Work to complete
Repeat each entry word for word. Leave any images out of the copy.

····················

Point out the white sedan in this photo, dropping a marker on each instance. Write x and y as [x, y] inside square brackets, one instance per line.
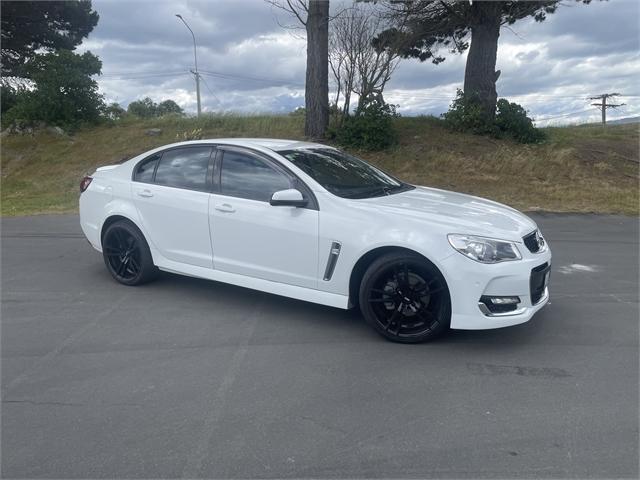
[311, 222]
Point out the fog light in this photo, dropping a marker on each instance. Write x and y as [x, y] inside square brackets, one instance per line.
[504, 300]
[495, 305]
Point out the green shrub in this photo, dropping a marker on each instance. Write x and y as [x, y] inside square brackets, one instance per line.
[370, 128]
[511, 120]
[64, 92]
[466, 115]
[195, 134]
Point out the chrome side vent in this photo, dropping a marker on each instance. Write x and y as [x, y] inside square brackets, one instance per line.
[334, 253]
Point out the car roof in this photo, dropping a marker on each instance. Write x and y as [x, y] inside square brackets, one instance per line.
[274, 144]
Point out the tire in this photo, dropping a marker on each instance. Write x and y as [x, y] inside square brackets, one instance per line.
[405, 298]
[126, 254]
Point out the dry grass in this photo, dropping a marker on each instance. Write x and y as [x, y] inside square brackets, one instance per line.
[580, 169]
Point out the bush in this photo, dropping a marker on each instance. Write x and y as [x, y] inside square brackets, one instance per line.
[370, 128]
[147, 108]
[466, 115]
[114, 111]
[511, 120]
[195, 134]
[64, 93]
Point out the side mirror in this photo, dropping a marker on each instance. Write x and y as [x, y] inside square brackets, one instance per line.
[288, 198]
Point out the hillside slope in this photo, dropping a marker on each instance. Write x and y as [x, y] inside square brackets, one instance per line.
[580, 169]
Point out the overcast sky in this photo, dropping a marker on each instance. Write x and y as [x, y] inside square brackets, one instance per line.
[251, 64]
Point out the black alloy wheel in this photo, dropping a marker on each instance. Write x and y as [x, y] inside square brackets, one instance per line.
[126, 254]
[405, 298]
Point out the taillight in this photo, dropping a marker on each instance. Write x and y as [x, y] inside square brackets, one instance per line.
[84, 184]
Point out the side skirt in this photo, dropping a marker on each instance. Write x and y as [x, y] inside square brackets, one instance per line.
[291, 291]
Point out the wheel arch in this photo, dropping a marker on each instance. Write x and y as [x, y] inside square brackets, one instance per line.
[113, 218]
[363, 263]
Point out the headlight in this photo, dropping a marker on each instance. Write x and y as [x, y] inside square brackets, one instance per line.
[484, 250]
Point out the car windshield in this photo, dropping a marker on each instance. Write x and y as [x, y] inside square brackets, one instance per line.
[342, 174]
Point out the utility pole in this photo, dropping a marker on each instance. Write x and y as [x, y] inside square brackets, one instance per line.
[603, 105]
[195, 59]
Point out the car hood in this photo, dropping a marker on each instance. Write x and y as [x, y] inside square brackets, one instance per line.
[458, 212]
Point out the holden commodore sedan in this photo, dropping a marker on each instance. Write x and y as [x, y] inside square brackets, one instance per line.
[311, 222]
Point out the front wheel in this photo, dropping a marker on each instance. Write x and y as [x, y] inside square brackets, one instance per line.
[127, 255]
[405, 298]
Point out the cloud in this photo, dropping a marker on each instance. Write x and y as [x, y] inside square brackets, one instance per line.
[249, 63]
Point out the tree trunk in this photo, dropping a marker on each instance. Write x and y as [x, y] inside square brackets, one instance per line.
[316, 93]
[480, 74]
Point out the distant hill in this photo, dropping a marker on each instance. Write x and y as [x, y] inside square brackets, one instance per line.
[623, 121]
[585, 168]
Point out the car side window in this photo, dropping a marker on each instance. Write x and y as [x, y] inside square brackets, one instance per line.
[145, 170]
[184, 168]
[246, 176]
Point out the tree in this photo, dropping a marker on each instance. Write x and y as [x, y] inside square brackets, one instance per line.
[62, 91]
[147, 108]
[114, 111]
[357, 65]
[29, 27]
[423, 26]
[144, 108]
[314, 16]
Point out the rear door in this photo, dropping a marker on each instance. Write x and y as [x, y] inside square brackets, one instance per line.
[250, 236]
[171, 193]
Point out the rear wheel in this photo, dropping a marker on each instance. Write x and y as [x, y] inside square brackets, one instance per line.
[127, 255]
[405, 298]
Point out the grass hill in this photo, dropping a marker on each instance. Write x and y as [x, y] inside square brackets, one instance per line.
[579, 169]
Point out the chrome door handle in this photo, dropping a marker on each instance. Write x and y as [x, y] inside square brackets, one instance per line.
[225, 207]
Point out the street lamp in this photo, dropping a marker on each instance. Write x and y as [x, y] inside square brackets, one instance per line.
[195, 59]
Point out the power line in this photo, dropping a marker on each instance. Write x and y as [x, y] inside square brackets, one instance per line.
[603, 105]
[211, 92]
[231, 76]
[563, 115]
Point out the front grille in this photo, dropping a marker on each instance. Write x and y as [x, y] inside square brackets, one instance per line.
[531, 241]
[538, 282]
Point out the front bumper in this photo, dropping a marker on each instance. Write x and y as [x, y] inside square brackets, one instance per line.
[469, 280]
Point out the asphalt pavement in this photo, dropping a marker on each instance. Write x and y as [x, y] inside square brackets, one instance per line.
[191, 378]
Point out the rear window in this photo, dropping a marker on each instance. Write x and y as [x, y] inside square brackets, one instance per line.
[184, 168]
[145, 170]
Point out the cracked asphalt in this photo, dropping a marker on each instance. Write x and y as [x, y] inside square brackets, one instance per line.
[190, 378]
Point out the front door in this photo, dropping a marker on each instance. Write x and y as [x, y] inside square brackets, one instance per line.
[250, 236]
[171, 191]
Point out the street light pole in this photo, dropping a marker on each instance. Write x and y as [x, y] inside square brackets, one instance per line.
[195, 59]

····················

Result of the task
Point out the white sedan in this photo, dropping a marker on each instance. Write x and y as [x, y] inside square brackets, one instance per line.
[311, 222]
Point out the fog light in this photo, dropping a marker on each instance. Write x and y as [x, y] inside square brackets, one instance per line.
[504, 300]
[495, 305]
Point out the green shrub in this photo, dropping a marker on each instance. Write x and y as [x, y] inside square brackets, one instance per line.
[370, 128]
[511, 120]
[64, 92]
[466, 115]
[195, 134]
Point out the chrome side vent in this photo, dropping a marker on each instance. Write x and y as [x, y] inside square brackets, one instance per line.
[334, 253]
Point out the car roof in this photo, dropping a marker on each instance. Write x and y as [x, y] inside square brackets, one instance per line.
[274, 144]
Point out the tire in this photo, dropping a marker on each instance. Write x and y as [x, y] inside square brackets, one instance per line.
[405, 298]
[126, 254]
Point out the dry grass in this photo, dropping a marker on each instance. Write x and y as [x, y] inside square brackets, one instance per line.
[580, 169]
Point out the bush in this photo, dropping a marker on each instance. Write x and y as [x, y] inside square brackets, one instance per line.
[370, 128]
[147, 108]
[466, 115]
[114, 111]
[511, 120]
[195, 134]
[64, 93]
Point out the side mirror in this photo, dropping a marker on each instance. Write x and y as [x, y] inside square brackets, one instance per line.
[288, 198]
Point out the hillside slope in this photo, dropping a marker on each instance. Write x and y as [x, y] inside square brackets, one instance per line.
[580, 169]
Point out the overcast sky in this photo, dropping a marker on each instance. Write x and y as [x, y] inside square brackets, one instance per line.
[251, 64]
Point out the black alloy wheel in this photo, dropping a marker on each instance. Write x and y as [x, y] inside square brackets, one instance per line.
[126, 254]
[405, 298]
Point out the taillight in this photo, dropping a marker on each instance. Write x and y as [x, y] inside square brackets, one instance per line.
[84, 184]
Point out the side skirt in this photo, dropping a marker on each instance. Write x and y as [x, y] inside square brackets, one instance per line.
[291, 291]
Point out the wheel arch in this photo, dropping a marker on each instance. Write x and y as [x, y] inside square brackets, one instance per line.
[113, 218]
[363, 263]
Point out the headlight in this photo, dropping a marker on each instance. Write x and y as [x, y] inside square brackets, one instance per line.
[484, 250]
Point out the car windshield in this photo, dropping a marker on each instance. Write x and y as [x, y] inside square brackets, one instance per line.
[342, 174]
Point out the utility pole in this photo, dropping a marker on each instance. Write x and y as [x, y] inside square brackets, one instance per line.
[603, 105]
[195, 59]
Point out the car hood in this photo, dropping a marker on each instance. Write x and y as [x, y] inside square brackets, one instance per line.
[458, 212]
Point out the holden commodore sedan in this photo, dropping a marker on each instance. Write x and y as [x, y] inside square brackets, one instance per line.
[311, 222]
Point out the front wheel in this photo, dropping a marker on each instance. Write x and y as [x, y] inside square brackets, one instance per line.
[127, 255]
[405, 298]
Point out the cloud in this photo, dropping a marker on each instance. Write x and y as [x, y] inside square brackets, one instance per line.
[249, 63]
Point out the tree trunk in this photo, dropping a marker on each instance. Write x and y as [x, y] inside square brackets, one instance per line.
[316, 93]
[480, 74]
Point out the distant hill in this photo, dropping a marker on each instance. Write x and y as [x, y] inside square brackets, one instance per line.
[623, 121]
[585, 168]
Point out the car side window in this photo, dropping a marker on each instance. Write x and y as [x, y] inside square brackets, one instance per line.
[145, 170]
[184, 168]
[246, 176]
Point out the tree in this photo, dropping a marker on each instance. Write x and y as [x, y] inside square brackets, one instance per line.
[62, 91]
[147, 108]
[114, 111]
[357, 65]
[29, 27]
[423, 26]
[144, 108]
[314, 16]
Point out the rear door in this photo, dropping a marker on each instance. Write x and y as [x, y] inside square brackets, one instance per line.
[250, 236]
[171, 193]
Point out the rear wheel in this photo, dropping a marker on each instance. Write x and y as [x, y] inside square brackets, one instance per line.
[127, 255]
[405, 298]
Point out the grass hill in this photo, dropping a marker on each instance. Write x and y as [x, y] inside square brackets, one instance per line.
[579, 169]
Point out the chrome door handle in this photo, dropping a marker on each instance. Write x and y as [x, y] inside square brackets, one instance per line.
[225, 207]
Point out the street lamp in this photo, dropping a marker on each instance. Write x and y as [x, y] inside square brackets, one instance per line.
[195, 59]
Point out the power line in this photo, dropping a marker on each instance. Write x and y as [x, y] inside square brackets, one instance per line.
[603, 105]
[211, 92]
[231, 76]
[563, 115]
Point out the front grille in this photo, dropping a marker on each instance. Write x and y as [x, y] inside square brackets, one instance per line.
[531, 241]
[538, 282]
Point out the front bumper in this photo, dropping a marker on each instance. Write x and y as [x, y] inside square brackets, one instance per line.
[469, 280]
Point out the asphalt pavement in this photo, dropping a marker on each instance. Write x and y as [x, y] inside square brackets, one instance per line.
[191, 378]
Point out the rear window in this photo, dropping a marker on each instance. Write x and y as [x, y] inside square brackets, one instance per line.
[184, 168]
[145, 170]
Point out the cracked asphalt in this photo, dropping a marker on each instance. Write x and y as [x, y] inside square brackets, one instance per line.
[190, 378]
Point out the front door in this photo, dropping a marker on each instance. Write x and y as [x, y] inside square brackets, one instance per line.
[250, 236]
[171, 191]
Point out the street light pole in this photo, dropping a marker on each instance. Write x and y as [x, y] inside square brackets, one instance per line.
[195, 59]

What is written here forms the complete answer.